- _Passage_:
BEGIN

Unlike many other German corporations implicated in Nazi aggression, as long as the Flick group remained a private, family-owned business, it never satisfactorily atoned for the murderous treatment of its slave workers during the war nor offered the survivors proper compensation.
In 1970 Friedrich Flick even rejected a call for compassion issued by John J. McCloy, the American High Commissioner for Germany, who had granted him clemency and enabled his early release from prison. Token compensation was made to survivors only in 1986, and this seems to have been connected to the flotation of shares around the time some of the group's interests were sold to Deutsche Bank.
Lord Weidenfeld is right to praise the German Federal Republic for its sharply contrasting efforts to come to terms with the Nazi past and to make reparation for it. The silence and niggardliness of some of the Flick family members is disturbing because many of their peers paid compensation long ago to Jewish and non-Jewish survivors.
Should survivors of the Nazi regime be mollified by information that members of the Flick family have given to other good causes? Does it improve matters when Gert-Rudolf Flick gives money to a hospital partly because he is on good terms with one of its Jewish doctors? Or does this rather highlight the tardiness of the family in making good some of the damage caused by the wartime crimes of Friedrich Flick when the opportunity arose?
Lord Weidenfeld suggests that Dr Flick is giving practical expression to his "revulsion against German National Socialism" by establishing funds that are designed to benefit East European students who have been the victims of "Communism and racist persecution". So Nazism and communism are equated, and helping the victims of the latter is as good as compensating the survivors of the former?
This apologia does more harm than good since it rests on a dangerous relativism that blurs the unique character of Nazi criminality and the racial motives of the perpetrators of Nazi genocide. This is no substitute for acknowledging the particular crimes of the Flick enterprise and its complicity with a regime that singled out Jews for extermination.
In its press statement, the University of Oxford asserts that "Dr Flick's abhorrence of a dark period of the family history has been made very clear". But might it not have been more appropriate to have expressed abhorrence of the rather darker period in the short, miserable, tortured lives of the estimated 38,000-40,000 slave workers who perished under the lash of Friedrich Flick's foremen?
Let us recall the thousands of young men and women wrenched from their homes and families by Nazi thugs, dragged thousands of miles across Europe to end their pitiful lives half-starved and beaten in mines and factories in the heart of the Reich. Several thousand survived, many physically and psychologically scarred. Despite the restoration of the Flick family wealth, their pleas for compensation were ignored for very many years.
The ethics committee of Oxford University may have been narrowly correct in ruling that no connection existed between the money for the endowment and the riches accumulated by Friedrich Flick through the tortured lives of those poor creatures. However, it might have pondered whether the money the university was being offered would not have been better employed relieving the suffering of that shrinking band who survived Flick's wartime entrepreneurship.
The pity is that the grandfather's heirs seemed to remain impervious for so many years to the calls for justice and reparation when they had the opportunity to heed them. They personified that section of contemporary German society which remained unwilling to come to terms with the past.
How sad that Balliol, a college with a fine, progressive record, should indulge in the whitewashing of a surname that, until proper recompense is made, should really be associated with historical myopia, selfishness, obduracy and the basest iniquity.
David Cesarani is Alliance Family professor of Modern Jewish Studies, University of Manchester.

END

- _Source material_:
BEGIN

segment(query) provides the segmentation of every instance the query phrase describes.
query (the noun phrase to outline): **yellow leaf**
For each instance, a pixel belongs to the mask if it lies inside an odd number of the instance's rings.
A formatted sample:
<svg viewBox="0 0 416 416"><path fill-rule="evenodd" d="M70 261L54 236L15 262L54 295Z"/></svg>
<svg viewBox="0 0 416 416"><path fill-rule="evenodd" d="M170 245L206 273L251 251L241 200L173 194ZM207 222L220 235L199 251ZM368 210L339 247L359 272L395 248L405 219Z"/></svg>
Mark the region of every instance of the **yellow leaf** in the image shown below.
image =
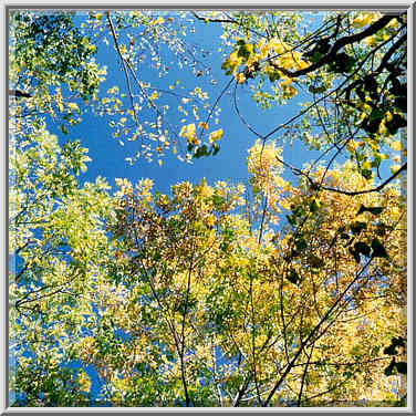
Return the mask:
<svg viewBox="0 0 416 416"><path fill-rule="evenodd" d="M208 142L209 143L214 143L214 142L217 142L219 141L223 135L223 131L222 128L218 129L218 131L215 131L212 133L209 134L209 138L208 138Z"/></svg>
<svg viewBox="0 0 416 416"><path fill-rule="evenodd" d="M402 150L402 143L398 141L392 142L391 147L393 148L393 150L399 152Z"/></svg>
<svg viewBox="0 0 416 416"><path fill-rule="evenodd" d="M79 106L75 103L67 103L67 107L72 111L80 111Z"/></svg>

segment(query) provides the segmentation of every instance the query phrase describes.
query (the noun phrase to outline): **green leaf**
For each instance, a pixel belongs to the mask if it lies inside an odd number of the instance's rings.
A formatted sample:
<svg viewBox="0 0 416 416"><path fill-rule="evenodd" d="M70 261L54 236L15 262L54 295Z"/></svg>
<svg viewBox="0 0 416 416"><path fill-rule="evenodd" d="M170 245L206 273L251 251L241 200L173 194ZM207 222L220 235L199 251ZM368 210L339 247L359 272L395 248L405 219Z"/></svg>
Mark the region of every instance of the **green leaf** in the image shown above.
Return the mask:
<svg viewBox="0 0 416 416"><path fill-rule="evenodd" d="M389 375L393 375L393 371L395 366L396 366L396 360L393 358L389 365L384 370L384 375L386 375L387 377Z"/></svg>
<svg viewBox="0 0 416 416"><path fill-rule="evenodd" d="M360 261L361 261L360 253L357 251L353 250L351 247L349 247L349 251L354 257L355 261L357 263L360 263Z"/></svg>
<svg viewBox="0 0 416 416"><path fill-rule="evenodd" d="M64 124L61 124L61 132L62 132L63 134L67 134L67 133L70 133Z"/></svg>
<svg viewBox="0 0 416 416"><path fill-rule="evenodd" d="M214 194L212 195L212 202L216 207L219 207L221 206L223 202L226 201L226 199L223 197L220 197L219 195L217 194Z"/></svg>
<svg viewBox="0 0 416 416"><path fill-rule="evenodd" d="M371 212L375 216L379 215L383 212L384 207L365 207L364 205L361 205L358 212L356 214L357 216L363 212Z"/></svg>
<svg viewBox="0 0 416 416"><path fill-rule="evenodd" d="M298 284L298 282L300 281L300 277L293 269L291 269L288 274L288 280L293 284Z"/></svg>
<svg viewBox="0 0 416 416"><path fill-rule="evenodd" d="M250 55L253 53L253 45L252 44L242 44L238 50L238 56L248 60Z"/></svg>
<svg viewBox="0 0 416 416"><path fill-rule="evenodd" d="M371 177L373 176L373 174L370 169L362 169L361 175L363 175L364 178L367 179L367 180L371 179Z"/></svg>
<svg viewBox="0 0 416 416"><path fill-rule="evenodd" d="M373 249L373 258L374 257L381 257L381 258L387 258L387 251L384 248L384 246L379 242L377 238L375 238L372 241L372 249Z"/></svg>
<svg viewBox="0 0 416 416"><path fill-rule="evenodd" d="M194 154L194 157L197 158L197 159L199 159L202 156L209 156L207 145L202 145L202 146L198 147L196 149L195 154Z"/></svg>

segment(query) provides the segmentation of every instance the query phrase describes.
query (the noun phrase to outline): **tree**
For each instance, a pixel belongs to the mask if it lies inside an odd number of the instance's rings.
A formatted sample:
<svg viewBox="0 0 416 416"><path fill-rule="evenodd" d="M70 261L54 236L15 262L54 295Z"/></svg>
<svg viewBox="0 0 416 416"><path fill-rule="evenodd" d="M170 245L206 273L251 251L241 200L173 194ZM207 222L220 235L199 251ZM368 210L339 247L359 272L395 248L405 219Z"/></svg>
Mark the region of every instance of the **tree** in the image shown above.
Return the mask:
<svg viewBox="0 0 416 416"><path fill-rule="evenodd" d="M220 24L228 50L214 98L168 79L167 46L197 84L210 76L188 39L201 24ZM19 11L10 28L15 406L403 405L405 14ZM105 93L101 42L125 80ZM145 81L146 53L166 89ZM263 108L302 94L301 111L260 134L243 89ZM212 119L226 92L258 137L248 184L80 184L87 149L62 138L87 111L139 139L131 164L198 163L227 139ZM321 156L287 162L293 139Z"/></svg>

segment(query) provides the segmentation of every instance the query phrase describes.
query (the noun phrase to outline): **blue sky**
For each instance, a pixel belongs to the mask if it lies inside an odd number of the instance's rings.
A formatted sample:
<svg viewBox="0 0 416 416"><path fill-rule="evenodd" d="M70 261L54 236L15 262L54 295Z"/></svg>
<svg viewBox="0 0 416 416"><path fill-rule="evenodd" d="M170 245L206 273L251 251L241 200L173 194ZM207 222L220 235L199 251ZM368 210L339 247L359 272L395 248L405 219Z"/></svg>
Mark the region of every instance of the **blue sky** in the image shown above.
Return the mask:
<svg viewBox="0 0 416 416"><path fill-rule="evenodd" d="M83 13L83 12L82 12ZM220 69L223 61L221 52L218 52L219 35L221 29L219 25L196 23L196 33L193 34L191 42L202 45L208 51L214 51L208 58L212 76L217 80L217 84L212 85L204 77L196 77L187 69L179 71L174 65L169 70L167 76L168 82L177 79L186 86L194 89L201 84L202 89L208 92L210 102L218 96L222 87L229 82L230 76L223 74ZM107 37L110 45L100 43L96 61L107 66L107 79L101 85L100 91L105 93L108 87L118 85L121 92L127 92L124 73L121 70L117 54L114 50L114 43L111 37ZM167 85L167 80L160 80L156 71L143 70L143 80L150 82L153 86ZM278 124L283 123L290 116L297 114L299 106L295 104L298 100L289 102L284 106L273 106L270 110L261 110L251 98L248 85L239 86L239 107L250 124L261 133L266 134ZM232 91L232 90L231 90ZM100 95L98 95L100 96ZM247 179L246 158L248 149L253 145L256 136L247 131L236 114L232 105L232 96L226 94L220 103L221 114L217 128L223 128L223 138L220 141L221 149L218 155L211 157L202 157L195 159L193 164L187 164L177 159L171 153L168 153L159 166L154 159L148 163L145 158L138 159L133 166L125 162L126 157L133 156L137 150L137 143L124 142L122 146L117 139L112 137L112 129L107 125L106 118L101 118L92 114L84 114L83 121L75 127L70 129L70 134L64 136L59 126L51 128L56 133L62 143L67 138L79 138L84 147L89 148L89 155L92 162L89 169L81 176L81 181L93 181L100 175L107 179L108 184L114 187L115 178L127 178L133 183L144 177L149 177L155 183L155 188L163 193L168 193L171 185L189 180L196 183L201 178L206 178L209 184L215 180L231 179L231 181L245 181ZM178 131L180 125L178 126ZM310 159L311 155L303 149L299 142L294 142L292 147L285 148L284 158L300 166Z"/></svg>

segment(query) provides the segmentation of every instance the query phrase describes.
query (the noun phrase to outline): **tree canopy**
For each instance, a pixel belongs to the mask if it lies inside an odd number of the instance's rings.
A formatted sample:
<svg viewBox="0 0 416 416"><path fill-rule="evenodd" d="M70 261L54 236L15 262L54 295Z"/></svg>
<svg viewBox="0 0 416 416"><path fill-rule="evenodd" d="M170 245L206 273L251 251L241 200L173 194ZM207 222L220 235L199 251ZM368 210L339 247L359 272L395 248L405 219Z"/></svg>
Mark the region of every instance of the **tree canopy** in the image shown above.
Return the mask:
<svg viewBox="0 0 416 416"><path fill-rule="evenodd" d="M406 405L406 11L11 10L9 38L11 405ZM81 180L91 117L117 164L215 166L225 107L247 180Z"/></svg>

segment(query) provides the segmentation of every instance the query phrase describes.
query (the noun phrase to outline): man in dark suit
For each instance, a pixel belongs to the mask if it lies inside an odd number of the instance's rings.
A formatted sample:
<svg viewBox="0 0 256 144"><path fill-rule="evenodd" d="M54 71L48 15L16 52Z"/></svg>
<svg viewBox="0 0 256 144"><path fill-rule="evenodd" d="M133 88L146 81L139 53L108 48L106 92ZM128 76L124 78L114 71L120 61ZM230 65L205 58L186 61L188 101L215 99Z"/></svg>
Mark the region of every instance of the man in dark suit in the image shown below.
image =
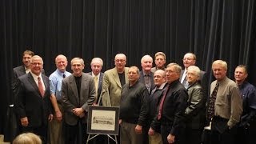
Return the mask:
<svg viewBox="0 0 256 144"><path fill-rule="evenodd" d="M30 59L34 55L33 51L30 50L25 50L23 52L22 55L22 66L19 66L17 67L14 67L13 69L13 78L12 78L12 90L15 90L15 86L16 86L16 82L17 78L22 75L24 75L30 71ZM45 74L45 70L42 69L41 71L42 74ZM14 92L15 93L15 92ZM13 101L12 101L13 102ZM13 104L13 103L12 103Z"/></svg>
<svg viewBox="0 0 256 144"><path fill-rule="evenodd" d="M84 66L83 59L73 58L73 74L62 80L65 142L67 144L86 142L87 112L89 106L95 101L96 94L94 78L82 72Z"/></svg>
<svg viewBox="0 0 256 144"><path fill-rule="evenodd" d="M91 72L88 73L90 75L94 77L95 83L95 91L96 98L94 105L102 105L102 102L98 101L100 99L100 95L102 88L102 78L104 73L101 72L103 66L103 61L100 58L94 58L90 62Z"/></svg>
<svg viewBox="0 0 256 144"><path fill-rule="evenodd" d="M49 78L42 74L42 65L40 56L33 56L30 72L18 78L14 108L22 132L33 132L46 143L48 120L52 120L53 114Z"/></svg>
<svg viewBox="0 0 256 144"><path fill-rule="evenodd" d="M210 84L206 117L211 121L211 143L234 143L234 134L242 113L242 100L238 85L226 77L227 64L216 60L212 64L216 78Z"/></svg>
<svg viewBox="0 0 256 144"><path fill-rule="evenodd" d="M11 88L12 93L9 96L8 102L9 106L7 109L7 117L6 123L4 131L4 138L5 142L12 142L12 140L18 135L19 133L19 127L16 115L14 112L14 94L15 87L17 86L17 80L19 76L24 75L30 71L30 59L34 55L33 51L25 50L22 54L22 66L14 67L13 69L13 77L11 80ZM18 122L18 123L17 123ZM18 125L17 125L18 124Z"/></svg>
<svg viewBox="0 0 256 144"><path fill-rule="evenodd" d="M154 88L154 73L151 72L153 58L150 55L144 55L141 60L142 70L139 72L139 82L145 84L149 94Z"/></svg>
<svg viewBox="0 0 256 144"><path fill-rule="evenodd" d="M185 110L186 116L186 142L190 144L201 143L201 135L205 126L206 101L202 86L198 82L200 69L190 66L187 69L186 80L189 83L187 92L189 94L188 106Z"/></svg>
<svg viewBox="0 0 256 144"><path fill-rule="evenodd" d="M182 67L176 63L167 65L166 75L168 84L160 100L158 115L149 130L149 134L153 135L161 126L162 143L184 144L184 118L188 94L178 81L181 70Z"/></svg>
<svg viewBox="0 0 256 144"><path fill-rule="evenodd" d="M122 86L128 81L126 56L118 54L114 57L114 67L104 72L102 100L105 106L119 106Z"/></svg>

END

- _Your goal_: According to the passage on the Flick family, in what year did survivors receive token compensation?

- _Result of this exercise_: 1986